- Extracted text -
Patio Playhouse Youth Theatre is presenting “12 Angry Jurors,” featuring many cast members who are gender nonconforming, and Maraya Performing Arts is presenting a Disney musical featuring two young actors on the autism spectrum.

Patio Playhouse Youth Theatre in Escondido returns with its first production since the pandemic began, “12 Angry Jurors,” a late 1990s adaptation of the Emmy-winning 1954 teleplay “12 Angry Men.” Originally written for an all-male cast, this more recent version of the jury room drama has non-gender-specific requirements for its 13-member cast. At the time Reginald Rose wrote the original teleplay in the 1950s, women weren’t allowed to serve on juries in the United States.

Emerson McMurtry, who uses the pronouns they and them, is making their directing debut with “12 Angry Jurors.” McMurtry said they had a personal fondness for the play after performing in it as an actor in 2014. They have been involved with Patio shows since appearing in “Sweeney Todd” in 2018.

Stored data entries
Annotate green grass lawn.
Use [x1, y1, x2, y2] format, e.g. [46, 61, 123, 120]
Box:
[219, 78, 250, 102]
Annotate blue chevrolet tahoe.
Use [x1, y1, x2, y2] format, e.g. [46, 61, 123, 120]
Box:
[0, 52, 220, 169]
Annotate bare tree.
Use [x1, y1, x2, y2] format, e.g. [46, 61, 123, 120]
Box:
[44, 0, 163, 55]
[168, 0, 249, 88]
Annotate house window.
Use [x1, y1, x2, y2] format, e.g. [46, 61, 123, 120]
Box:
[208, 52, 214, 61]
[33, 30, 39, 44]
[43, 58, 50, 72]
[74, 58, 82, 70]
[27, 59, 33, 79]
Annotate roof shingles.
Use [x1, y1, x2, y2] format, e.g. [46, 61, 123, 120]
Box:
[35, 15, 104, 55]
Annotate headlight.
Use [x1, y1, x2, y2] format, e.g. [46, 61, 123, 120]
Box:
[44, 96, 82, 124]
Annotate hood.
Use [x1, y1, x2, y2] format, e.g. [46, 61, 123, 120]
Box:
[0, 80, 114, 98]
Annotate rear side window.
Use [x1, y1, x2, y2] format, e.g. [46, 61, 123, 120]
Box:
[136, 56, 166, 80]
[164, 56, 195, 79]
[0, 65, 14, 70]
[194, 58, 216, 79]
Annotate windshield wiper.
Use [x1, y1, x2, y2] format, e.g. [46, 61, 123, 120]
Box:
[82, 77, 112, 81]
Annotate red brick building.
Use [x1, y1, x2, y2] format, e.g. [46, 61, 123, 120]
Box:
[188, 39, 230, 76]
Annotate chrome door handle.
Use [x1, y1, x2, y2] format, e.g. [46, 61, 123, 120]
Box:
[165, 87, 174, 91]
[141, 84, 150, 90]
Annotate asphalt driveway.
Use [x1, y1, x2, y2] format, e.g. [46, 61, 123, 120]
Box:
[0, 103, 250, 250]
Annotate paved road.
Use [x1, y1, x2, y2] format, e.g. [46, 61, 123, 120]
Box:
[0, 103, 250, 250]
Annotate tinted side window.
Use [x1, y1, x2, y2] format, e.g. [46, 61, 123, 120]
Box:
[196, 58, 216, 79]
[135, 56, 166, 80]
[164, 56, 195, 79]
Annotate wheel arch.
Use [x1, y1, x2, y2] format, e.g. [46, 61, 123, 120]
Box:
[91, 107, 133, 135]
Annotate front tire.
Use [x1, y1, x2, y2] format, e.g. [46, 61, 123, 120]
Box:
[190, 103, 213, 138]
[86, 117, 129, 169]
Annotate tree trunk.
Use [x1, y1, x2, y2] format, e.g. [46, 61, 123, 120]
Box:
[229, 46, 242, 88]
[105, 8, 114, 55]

- What you will do -
a) Translate this sentence from the article on the youth theater production into Spanish: "Originally written for an all-male cast, this more recent version of the jury room drama has non-gender-specific requirements for its 13-member cast."
b) Duplicate the passage of the article on the youth theater production starting at "Patio Playhouse Youth Theatre in" and ending at "the United States.".
None of the entries are needed for this work.

- Answer list -
a) Escrita originalmente para un elenco exclusivamente masculino, esta versión más reciente del drama de la sala del jurado tiene requisitos sin especificación de género para su elenco de 13 integrantes.

b)
Patio Playhouse Youth Theatre in Escondido returns with its first production since the pandemic began, “12 Angry Jurors,” a late 1990s adaptation of the Emmy-winning 1954 teleplay “12 Angry Men.” Originally written for an all-male cast, this more recent version of the jury room drama has non-gender-specific requirements for its 13-member cast. At the time Reginald Rose wrote the original teleplay in the 1950s, women weren’t allowed to serve on juries in the United States.